Außer dem Redebeitrag von Sozdar Avesta wurden noch viele weitere Grußbotschaften verlesen. Danach wurden die Rechenschaftsberichte des Vorstands vorgelegt und diskutiert, anschließend wurden 111 Mitglieder in den Rat gewählt. Die neuen Ko-Vorsitzenden sind Xezal Reşo und Haşim Hecî, ihre Stellvertreter:innen Heso İbrahim und Sêvê Emo. Heute wird die neu gewählte Versammlung einberufen und einen Vorstand wählen.

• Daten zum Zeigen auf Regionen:

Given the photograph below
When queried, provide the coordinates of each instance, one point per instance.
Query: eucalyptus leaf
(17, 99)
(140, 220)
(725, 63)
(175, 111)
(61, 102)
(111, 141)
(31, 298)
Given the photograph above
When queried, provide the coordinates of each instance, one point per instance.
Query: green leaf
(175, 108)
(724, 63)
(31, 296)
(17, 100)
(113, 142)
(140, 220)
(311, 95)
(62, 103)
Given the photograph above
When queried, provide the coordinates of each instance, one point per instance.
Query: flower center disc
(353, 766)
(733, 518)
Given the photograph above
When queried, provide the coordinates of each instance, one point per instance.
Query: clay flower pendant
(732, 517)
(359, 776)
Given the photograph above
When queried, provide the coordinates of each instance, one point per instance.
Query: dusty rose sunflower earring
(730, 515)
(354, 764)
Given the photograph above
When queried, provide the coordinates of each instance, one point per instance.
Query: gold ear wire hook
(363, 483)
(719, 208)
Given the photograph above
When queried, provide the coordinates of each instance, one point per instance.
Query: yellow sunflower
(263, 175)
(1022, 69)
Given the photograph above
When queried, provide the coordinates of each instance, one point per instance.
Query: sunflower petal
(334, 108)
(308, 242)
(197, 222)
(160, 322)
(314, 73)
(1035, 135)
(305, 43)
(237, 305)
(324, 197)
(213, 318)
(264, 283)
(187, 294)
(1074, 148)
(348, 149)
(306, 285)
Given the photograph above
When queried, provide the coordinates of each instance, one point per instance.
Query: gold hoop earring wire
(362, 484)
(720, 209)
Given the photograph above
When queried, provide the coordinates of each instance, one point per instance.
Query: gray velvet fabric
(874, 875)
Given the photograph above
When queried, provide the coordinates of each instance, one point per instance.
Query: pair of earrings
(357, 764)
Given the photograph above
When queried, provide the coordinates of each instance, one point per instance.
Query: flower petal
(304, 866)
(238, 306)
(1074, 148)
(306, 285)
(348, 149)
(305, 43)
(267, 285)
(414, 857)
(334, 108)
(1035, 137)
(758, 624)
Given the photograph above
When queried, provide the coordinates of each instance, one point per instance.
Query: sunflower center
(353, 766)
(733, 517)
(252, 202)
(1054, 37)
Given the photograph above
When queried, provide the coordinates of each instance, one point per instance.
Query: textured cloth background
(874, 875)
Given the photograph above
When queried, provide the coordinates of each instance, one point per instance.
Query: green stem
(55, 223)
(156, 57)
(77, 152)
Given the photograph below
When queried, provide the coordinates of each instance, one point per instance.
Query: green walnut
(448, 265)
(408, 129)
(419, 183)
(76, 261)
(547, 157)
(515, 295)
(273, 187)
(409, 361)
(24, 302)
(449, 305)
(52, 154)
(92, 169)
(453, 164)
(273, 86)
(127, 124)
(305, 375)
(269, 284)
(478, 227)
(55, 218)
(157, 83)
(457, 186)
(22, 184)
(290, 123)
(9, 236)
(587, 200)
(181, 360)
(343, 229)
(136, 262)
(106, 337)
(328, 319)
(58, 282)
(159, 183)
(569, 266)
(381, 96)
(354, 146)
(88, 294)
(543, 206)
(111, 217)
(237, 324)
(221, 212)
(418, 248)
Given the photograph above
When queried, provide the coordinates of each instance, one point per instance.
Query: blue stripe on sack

• Aufgabe A:
Beantworten Sie anhand des Textauszugs:
(i) Wie viele Mitglieder wurden in den Rat gewählt?
(ii) Wer sind die neuen Ko-Vorsitzenden?
(iii) Was wird die neu gewählte Versammlung heute tun?
• Aufgabe B:
Geben Sie den Textauszug ab „Außer dem Redebeitrag“ bis einschließlich „einen Vorstand wählen.“ wortgetreu wieder.

• Ergebnis A:
(i) 111 Mitglieder.
(ii) Xezal Reşo und Haşim Hecî.
(iii) Sie wird einberufen und wählt einen Vorstand.

• Ergebnis B:
Außer dem Redebeitrag von Sozdar Avesta wurden noch viele weitere Grußbotschaften verlesen. Danach wurden die Rechenschaftsberichte des Vorstands vorgelegt und diskutiert, anschließend wurden 111 Mitglieder in den Rat gewählt. Die neuen Ko-Vorsitzenden sind Xezal Reşo und Haşim Hecî, ihre Stellvertreter:innen Heso İbrahim und Sêvê Emo. Heute wird die neu gewählte Versammlung einberufen und einen Vorstand wählen.